## Consigne écrite A
Quelles lignes ci-dessous contiennent la chaîne « truck » ? Recopiez-les toutes, en tenant compte de la casse.

Je voudrais revenir ici sur quelques antécédents historiques qui montrent à quel point cette démarche constitue une voie sans issue pour la foi.

Trois antécédents historiques de trous, finalement bouchés

Nous sommes à la fin du XIXe siècle. Les astronomes se sont aperçus que l’orbite de la planète Mercure, la plus proche du soleil, ne peut s’expliquer par les lois de Newton. Une situation semblable c’était produite auparavant, avec la lointaine Uranus. Mais l’anomalie de son orbite avait pu s’expliquer dans le cadre Newtonien par la découverte de la plus lointaine encore Neptune. C’est même cette anomalie qui avait permis de prédire l’existence de Neptune. Bref, dans le cas d’Uranus, Neptune avait sauvé Newton. Mais pour Mercure, rien à faire. En cette fin du XIXe siècle, son orbite est bel et bien une énigme sans explication.

Nous sommes maintenant en 1911. Les expériences de Rutherford viennent de montrer qu’un atome, c’est un noyau chargé positivement, avec des électrons qui tournent autour. Et là, il y a un problème. Pourquoi ? Parce que selon la physique connue à l’époque, les électrons devraient rapidement s’écraser sur le noyau. Et quand je dis rapidement, je parle d’une fraction de nanoseconde. Bref, selon la science de l’époque, les atomes ne devraient pas exister. C’est-à-dire que la matière ne devrait pas exister. C’est-à-dire que le monde entier, nous y compris, ne devrait pas exister.

## Données d'entrée
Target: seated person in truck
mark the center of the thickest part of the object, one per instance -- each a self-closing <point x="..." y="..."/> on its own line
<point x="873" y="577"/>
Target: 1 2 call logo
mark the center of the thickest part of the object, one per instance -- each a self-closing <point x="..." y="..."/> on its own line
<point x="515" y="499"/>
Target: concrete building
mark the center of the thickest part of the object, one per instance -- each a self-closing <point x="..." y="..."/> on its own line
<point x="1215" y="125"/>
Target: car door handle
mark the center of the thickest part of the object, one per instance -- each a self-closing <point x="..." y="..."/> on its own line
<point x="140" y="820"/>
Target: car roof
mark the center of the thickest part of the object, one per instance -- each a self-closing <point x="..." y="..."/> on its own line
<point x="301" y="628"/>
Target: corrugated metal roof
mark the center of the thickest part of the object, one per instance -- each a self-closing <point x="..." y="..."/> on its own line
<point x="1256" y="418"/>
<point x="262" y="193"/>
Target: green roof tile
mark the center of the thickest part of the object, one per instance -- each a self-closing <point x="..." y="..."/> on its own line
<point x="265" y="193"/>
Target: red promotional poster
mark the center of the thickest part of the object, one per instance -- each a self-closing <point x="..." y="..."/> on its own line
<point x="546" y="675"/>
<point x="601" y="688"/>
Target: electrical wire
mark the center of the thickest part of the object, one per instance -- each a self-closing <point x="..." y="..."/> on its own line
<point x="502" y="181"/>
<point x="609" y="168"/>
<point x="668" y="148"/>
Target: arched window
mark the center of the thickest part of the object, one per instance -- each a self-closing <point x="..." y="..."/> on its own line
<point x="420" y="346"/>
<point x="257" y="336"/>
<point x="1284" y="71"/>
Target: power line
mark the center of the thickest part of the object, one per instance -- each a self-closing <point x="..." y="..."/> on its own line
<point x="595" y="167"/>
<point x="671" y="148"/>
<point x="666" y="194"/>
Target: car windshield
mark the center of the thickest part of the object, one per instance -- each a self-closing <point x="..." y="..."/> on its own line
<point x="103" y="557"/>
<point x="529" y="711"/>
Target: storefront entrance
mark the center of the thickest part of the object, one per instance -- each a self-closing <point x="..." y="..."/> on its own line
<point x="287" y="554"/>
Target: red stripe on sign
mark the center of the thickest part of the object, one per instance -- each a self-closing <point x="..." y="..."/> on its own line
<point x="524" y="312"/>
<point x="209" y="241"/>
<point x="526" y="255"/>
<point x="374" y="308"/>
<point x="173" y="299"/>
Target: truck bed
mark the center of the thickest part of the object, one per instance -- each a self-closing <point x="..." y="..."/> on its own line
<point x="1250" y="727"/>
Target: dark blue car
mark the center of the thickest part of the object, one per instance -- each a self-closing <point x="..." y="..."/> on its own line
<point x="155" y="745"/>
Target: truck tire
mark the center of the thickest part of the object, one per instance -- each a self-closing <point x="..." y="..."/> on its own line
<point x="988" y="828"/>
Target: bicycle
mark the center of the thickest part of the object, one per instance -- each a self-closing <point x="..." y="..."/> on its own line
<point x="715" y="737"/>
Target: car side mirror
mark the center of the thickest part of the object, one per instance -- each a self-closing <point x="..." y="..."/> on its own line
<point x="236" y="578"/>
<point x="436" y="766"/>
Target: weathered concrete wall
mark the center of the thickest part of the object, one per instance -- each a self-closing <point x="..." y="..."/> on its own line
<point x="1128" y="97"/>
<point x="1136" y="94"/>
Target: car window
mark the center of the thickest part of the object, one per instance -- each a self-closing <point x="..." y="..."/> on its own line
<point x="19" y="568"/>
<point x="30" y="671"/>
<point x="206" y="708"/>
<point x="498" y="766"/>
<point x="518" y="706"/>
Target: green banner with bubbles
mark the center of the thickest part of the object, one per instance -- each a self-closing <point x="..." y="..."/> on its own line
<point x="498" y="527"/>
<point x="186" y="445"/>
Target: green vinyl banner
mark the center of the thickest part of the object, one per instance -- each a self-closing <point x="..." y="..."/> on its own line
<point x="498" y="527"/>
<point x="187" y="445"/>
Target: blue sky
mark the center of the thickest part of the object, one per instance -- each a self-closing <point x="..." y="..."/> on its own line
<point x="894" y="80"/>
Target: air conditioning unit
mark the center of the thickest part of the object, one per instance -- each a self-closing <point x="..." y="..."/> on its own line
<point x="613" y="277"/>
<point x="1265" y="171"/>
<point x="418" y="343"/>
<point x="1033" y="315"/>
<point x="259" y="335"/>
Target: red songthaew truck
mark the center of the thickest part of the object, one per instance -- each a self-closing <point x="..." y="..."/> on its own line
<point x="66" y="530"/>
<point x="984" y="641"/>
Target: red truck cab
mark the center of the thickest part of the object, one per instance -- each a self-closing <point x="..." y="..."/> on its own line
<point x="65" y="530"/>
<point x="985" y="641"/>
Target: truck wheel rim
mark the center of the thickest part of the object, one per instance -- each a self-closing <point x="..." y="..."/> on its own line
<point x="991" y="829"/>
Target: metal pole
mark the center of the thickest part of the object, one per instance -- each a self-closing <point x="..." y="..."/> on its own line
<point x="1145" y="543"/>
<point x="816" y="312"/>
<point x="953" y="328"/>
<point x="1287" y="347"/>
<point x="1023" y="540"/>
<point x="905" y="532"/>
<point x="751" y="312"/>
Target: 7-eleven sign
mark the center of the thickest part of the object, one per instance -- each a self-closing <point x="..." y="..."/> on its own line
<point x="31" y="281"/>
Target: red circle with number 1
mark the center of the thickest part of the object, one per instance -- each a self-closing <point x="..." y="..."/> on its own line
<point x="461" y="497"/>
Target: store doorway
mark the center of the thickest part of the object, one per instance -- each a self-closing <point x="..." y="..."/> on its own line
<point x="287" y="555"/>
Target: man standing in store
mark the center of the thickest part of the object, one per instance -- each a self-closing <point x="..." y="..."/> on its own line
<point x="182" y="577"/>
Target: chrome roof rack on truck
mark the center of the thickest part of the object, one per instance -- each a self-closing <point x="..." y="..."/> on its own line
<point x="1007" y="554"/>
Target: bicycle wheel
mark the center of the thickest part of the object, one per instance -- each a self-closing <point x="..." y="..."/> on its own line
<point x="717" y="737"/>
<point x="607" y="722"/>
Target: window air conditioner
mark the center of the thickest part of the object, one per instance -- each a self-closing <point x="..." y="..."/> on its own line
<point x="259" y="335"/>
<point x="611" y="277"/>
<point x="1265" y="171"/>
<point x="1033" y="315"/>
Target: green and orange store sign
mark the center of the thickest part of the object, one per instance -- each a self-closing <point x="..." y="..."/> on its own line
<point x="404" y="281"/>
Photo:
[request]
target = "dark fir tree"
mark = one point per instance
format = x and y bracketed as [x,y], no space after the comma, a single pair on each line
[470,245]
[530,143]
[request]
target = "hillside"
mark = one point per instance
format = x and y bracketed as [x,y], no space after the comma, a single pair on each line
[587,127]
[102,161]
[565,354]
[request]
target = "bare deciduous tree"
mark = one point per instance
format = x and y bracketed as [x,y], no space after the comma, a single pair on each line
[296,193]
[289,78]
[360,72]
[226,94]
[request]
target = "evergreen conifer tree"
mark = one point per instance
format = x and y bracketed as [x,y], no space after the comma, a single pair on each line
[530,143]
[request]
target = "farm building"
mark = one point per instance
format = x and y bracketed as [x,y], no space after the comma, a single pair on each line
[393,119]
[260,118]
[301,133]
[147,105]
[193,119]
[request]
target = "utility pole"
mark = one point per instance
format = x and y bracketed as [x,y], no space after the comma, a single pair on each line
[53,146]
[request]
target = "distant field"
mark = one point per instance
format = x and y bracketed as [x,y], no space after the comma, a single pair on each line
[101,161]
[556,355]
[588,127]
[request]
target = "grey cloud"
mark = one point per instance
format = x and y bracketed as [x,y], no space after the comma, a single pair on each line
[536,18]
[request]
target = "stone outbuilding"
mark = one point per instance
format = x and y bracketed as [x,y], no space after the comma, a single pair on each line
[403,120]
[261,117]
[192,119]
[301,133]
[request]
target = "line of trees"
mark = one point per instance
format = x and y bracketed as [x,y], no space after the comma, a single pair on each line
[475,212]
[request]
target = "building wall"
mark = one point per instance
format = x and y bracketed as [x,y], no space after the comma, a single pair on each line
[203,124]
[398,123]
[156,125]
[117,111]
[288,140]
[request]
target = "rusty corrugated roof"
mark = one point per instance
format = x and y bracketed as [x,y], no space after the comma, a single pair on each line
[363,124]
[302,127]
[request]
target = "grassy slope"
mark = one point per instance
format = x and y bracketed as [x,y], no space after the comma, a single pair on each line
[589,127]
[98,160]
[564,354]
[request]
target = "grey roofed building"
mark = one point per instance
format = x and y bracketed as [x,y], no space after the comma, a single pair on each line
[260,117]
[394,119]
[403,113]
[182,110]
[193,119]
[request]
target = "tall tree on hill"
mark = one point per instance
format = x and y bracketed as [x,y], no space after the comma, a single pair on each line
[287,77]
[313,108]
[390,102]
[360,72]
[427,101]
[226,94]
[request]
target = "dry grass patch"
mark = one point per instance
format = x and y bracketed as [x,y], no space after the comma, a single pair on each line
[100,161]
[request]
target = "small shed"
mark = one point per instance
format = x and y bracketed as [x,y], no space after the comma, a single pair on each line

## Consigne écrite B
D'après la page, la découverte de quelle planète avait permis d'expliquer l'anomalie de l'orbite d'Uranus ?

## Réponse complète A
Target: seated person in truck
Target: truck bed
Target: truck tire
Target: red songthaew truck
Target: red truck cab
Target: truck wheel rim
Target: chrome roof rack on truck

## Réponse complète B
La découverte de Neptune.